### INSTRUCTION
Please report each line of the material below that contains the word "comma", copying every such line in full.

### SUPPLIED ENTRIES

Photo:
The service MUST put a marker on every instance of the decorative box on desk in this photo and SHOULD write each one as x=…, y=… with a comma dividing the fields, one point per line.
...
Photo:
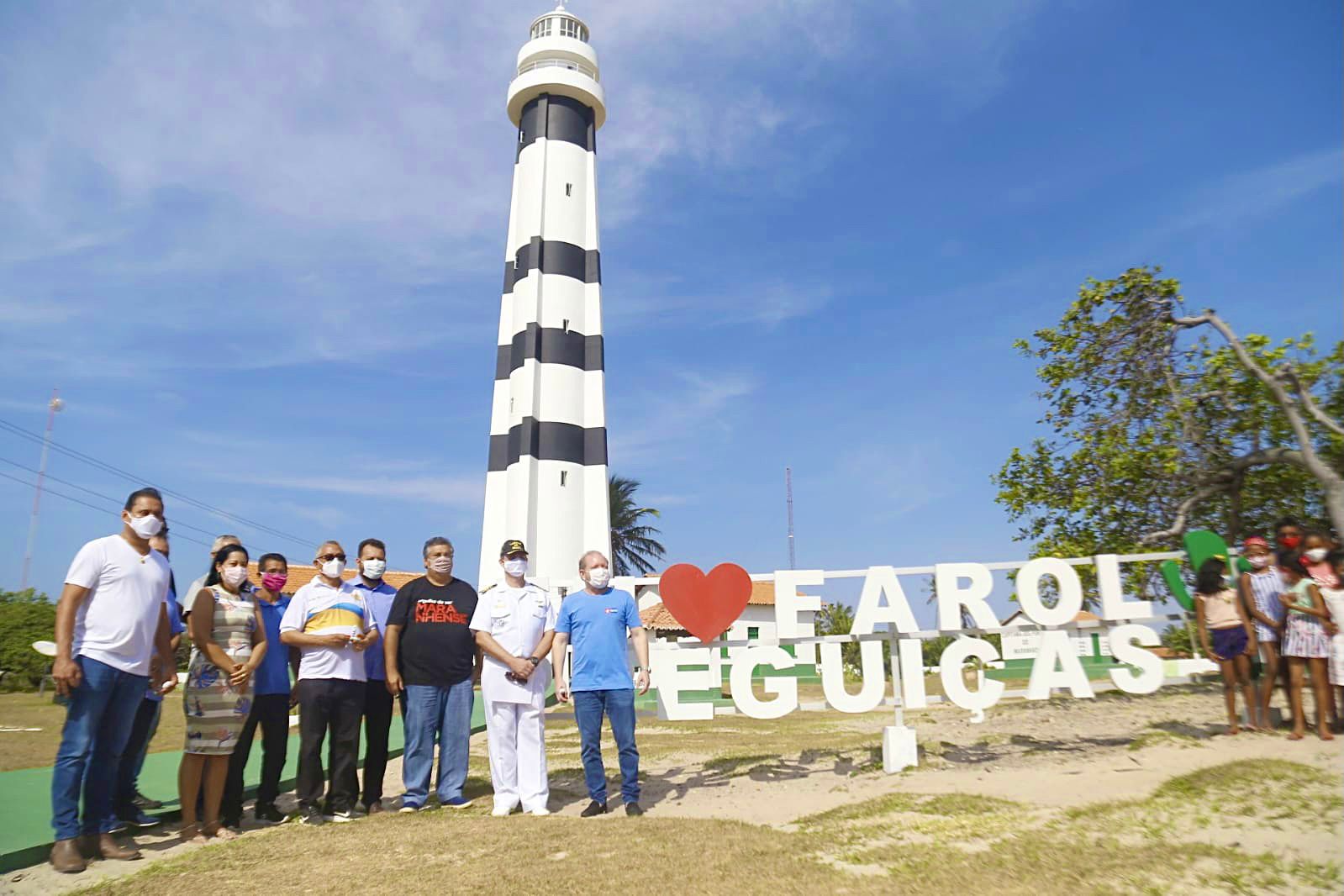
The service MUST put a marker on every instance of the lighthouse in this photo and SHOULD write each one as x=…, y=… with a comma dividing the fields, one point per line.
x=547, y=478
...
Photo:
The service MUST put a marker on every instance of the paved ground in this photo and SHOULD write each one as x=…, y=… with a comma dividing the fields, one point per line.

### WORKED SOLUTION
The service MUST put a marker on every instance of the decorative box on desk in this photo and SHOULD write each one as x=…, y=… with a comma dividing the fields, one point per line.
The service MUST put a marker on every instance of the lighthouse in this photo and SHOULD write each one as x=…, y=… with a comma dividing the fields, one point per line.
The service MUST put a marker on every instance of the paved ground in this photo and SHOULD write each one as x=…, y=… with a comma dividing the fields, one point per line.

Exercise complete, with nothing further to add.